WORK TO COMPLETE >>
**A.** In the comment thread about the not-guilty verdict, which case does Rob think the Law Lords ruling is?
**B.** From the comment thread about the not-guilty verdict, extract the passage that begins with the words "Great news." and ends after the words "of national security...". Copy it word for word.
**C.** Continue the comment thread about the not-guilty verdict from its last sentence.

EXTRACTED TEXT below:

Phil Pritchard "I am delighted that the jury have returned a unanimous not-guilty verdict. Our action in trying to prevent illegal attacks on the people of Iraq in 2003 is vindicated. I hope war of this kind never happens again."


Phil said...

Great news.

Bet you someone gets up and says that cases like this shouldn't go before a jury - juries can't be expected to understand these complex cases involving issues of national security...

AN said...

Phil - you are a lawyer of some sort aren't you? The ouse of Lords case was significnat and shoulsd be in the All England Law Reports.

The interesting thing about these cases is they have already been to the House of Lords, to decide whether they could plead lawful excuse that they were citizens acting to prevent an illegal act.

The Law Lords ruling agianst them turned on the fact that the English Courts were not competent to decide the illegality of the war under international law, and left that question undecided, but said that under English Law there was no such thing as an illegal war.

At Crown Court the facts were undisputed, and the jury had to decide mens rea The case turned on whether the defendents genuinely believed that they were morally entitled to commit these acts of sabotage to prevent illegal killing.

Which is subtly different from lawful excuse, I suppose

Phil said...

The Law Lords ruling agianst them turned on the fact that the English Courts were not competent to decide the illegality of the war under international law, and left that question undecided, but said that under English Law there was no such thing as an illegal war.

I don't like the sound of that. Any more details to identify the case?

Rob said...

Sounds like Jones and Others. It's really a question about the relationship of national and international law. The courts basically accepted that customary intenational law formed a source of international law. So, this means that the relationship between CIL and English law is complex and not automatic.

They didn't deny the existence of an international crime of aggression in international law, only that it is not 'automatically' incorporated into national law. They then noted that constitutionally following Knuller the judiciary is not allowed to create new crimes.

Crimes therefore need to be contained in statutes enacted by Parliament. So in this sense English law does not represent a national crime of aggression (bearing in mind we still think it's an international crime). There are also problems about the English judiciary judging the conduct of another state.

End of EXTRACTED TEXT.
DATA below:

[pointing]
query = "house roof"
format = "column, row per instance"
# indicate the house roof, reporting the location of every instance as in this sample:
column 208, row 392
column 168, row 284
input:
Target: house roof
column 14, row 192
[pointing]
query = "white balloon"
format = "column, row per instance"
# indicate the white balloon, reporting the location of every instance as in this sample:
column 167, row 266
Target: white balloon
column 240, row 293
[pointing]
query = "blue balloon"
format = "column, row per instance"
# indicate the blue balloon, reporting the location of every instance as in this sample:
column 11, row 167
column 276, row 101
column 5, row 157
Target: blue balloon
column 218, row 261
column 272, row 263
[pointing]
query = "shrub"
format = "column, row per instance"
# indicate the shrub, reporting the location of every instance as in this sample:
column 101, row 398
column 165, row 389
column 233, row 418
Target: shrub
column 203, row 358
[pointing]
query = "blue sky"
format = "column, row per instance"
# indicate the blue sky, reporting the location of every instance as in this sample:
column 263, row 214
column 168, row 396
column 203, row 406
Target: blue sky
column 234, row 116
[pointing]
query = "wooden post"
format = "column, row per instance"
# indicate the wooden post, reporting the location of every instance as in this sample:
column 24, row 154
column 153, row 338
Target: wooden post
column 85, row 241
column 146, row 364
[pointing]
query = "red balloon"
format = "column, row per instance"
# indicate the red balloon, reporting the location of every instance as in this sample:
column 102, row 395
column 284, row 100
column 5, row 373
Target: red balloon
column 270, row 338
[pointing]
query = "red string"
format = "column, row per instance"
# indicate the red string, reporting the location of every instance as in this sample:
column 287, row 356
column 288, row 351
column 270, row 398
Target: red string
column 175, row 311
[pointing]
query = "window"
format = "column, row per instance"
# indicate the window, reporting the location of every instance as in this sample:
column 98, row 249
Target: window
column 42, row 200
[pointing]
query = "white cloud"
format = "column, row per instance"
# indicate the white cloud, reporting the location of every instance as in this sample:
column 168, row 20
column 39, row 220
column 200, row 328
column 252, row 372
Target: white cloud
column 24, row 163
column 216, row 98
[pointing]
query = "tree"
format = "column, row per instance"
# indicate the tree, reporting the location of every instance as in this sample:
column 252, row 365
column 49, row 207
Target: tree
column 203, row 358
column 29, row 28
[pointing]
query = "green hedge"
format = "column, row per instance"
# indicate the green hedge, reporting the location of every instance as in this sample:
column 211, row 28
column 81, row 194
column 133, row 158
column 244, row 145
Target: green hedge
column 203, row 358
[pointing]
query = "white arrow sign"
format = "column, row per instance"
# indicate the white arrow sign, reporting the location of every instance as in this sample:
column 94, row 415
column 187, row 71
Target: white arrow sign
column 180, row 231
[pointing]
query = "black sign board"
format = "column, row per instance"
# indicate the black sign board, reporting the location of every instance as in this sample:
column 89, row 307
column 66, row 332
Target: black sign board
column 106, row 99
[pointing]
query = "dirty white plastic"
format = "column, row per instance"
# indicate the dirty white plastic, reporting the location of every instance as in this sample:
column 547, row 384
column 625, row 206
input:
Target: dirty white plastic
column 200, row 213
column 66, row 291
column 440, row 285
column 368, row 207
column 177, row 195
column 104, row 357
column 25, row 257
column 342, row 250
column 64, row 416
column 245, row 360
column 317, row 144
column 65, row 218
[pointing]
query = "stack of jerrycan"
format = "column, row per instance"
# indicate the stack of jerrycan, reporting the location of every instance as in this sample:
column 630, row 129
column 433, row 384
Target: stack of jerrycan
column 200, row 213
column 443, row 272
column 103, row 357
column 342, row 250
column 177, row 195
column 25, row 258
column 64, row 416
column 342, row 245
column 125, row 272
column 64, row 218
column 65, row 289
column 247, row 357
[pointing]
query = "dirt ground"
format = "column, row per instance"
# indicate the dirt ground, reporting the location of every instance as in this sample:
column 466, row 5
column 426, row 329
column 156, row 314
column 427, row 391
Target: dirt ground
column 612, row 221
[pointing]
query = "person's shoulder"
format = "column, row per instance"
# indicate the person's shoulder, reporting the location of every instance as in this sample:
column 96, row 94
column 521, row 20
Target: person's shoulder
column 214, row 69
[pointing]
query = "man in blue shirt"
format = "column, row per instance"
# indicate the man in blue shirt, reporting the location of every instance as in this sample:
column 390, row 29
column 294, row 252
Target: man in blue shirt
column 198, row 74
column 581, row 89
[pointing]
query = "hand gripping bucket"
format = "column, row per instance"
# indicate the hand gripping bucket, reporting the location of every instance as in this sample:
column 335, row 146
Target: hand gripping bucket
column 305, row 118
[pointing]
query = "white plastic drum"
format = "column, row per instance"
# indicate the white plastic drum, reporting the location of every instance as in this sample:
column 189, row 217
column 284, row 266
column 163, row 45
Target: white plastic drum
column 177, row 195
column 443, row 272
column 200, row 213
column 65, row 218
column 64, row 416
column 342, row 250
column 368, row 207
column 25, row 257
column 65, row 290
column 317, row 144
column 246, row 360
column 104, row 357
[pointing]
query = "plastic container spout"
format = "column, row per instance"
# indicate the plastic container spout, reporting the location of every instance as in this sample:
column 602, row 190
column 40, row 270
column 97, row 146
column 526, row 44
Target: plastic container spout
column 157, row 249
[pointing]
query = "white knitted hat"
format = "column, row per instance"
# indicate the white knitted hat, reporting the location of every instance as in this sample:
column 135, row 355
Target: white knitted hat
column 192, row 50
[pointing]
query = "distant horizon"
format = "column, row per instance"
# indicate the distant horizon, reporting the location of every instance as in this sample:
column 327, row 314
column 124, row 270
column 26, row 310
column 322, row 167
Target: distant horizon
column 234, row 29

End of DATA.

RESULTS >>
**A.** Jones and Others.

**B.**
Great news.

Bet you someone gets up and says that cases like this shouldn't go before a jury - juries can't be expected to understand these complex cases involving issues of national security...

**C.**
This is all in the judgment of Lord Bingham, and is mostly straightforward. I'm not sure I disapprove of it that much, as the idea of the judiciary being able to declare crimse not in statutory form is always a worry (look at what they have done with torts). Hoffman's judgment is, erm, a litle dodgy.

So yeah, I dunno if that helps.

Phil said...

I'm just wondering where the non-automaticity thing leaves this argument, which I had thought Daniel won hands down.

Rob said...

Hmmmm. The argument around that blog post is a little odd. This is because it seems to really be talking about questions of jurisprudence or legal theory. So the question of whether an international act can be legal/illegal is a fairly dense one.

But if you leave that aside then it doesn't matter. International law, and therefore the crime of agression is 'binding' upon the UK *as a state*. This is because the primary agent in international law is the nationstate and her representatives.

This is a separate question as to the existence of the crime in national law. Specifically the question is about whether in their *national capacity* national courts can prosecute someone for a breach of national law. This issue is decided by the constitutional principles. In Jones and Other it was said that according to UK constitutional principles international law is not automatically part of our national law.

But this does not impinge upon whether the war was illegal, or whether the UK was bound by international law. All it means is that, since it doesn't enter national law, individuals can't be prosecuted for the crime or raise it as a defence in a national court.

But if a case was brought to the ICJ this was a different case entirely.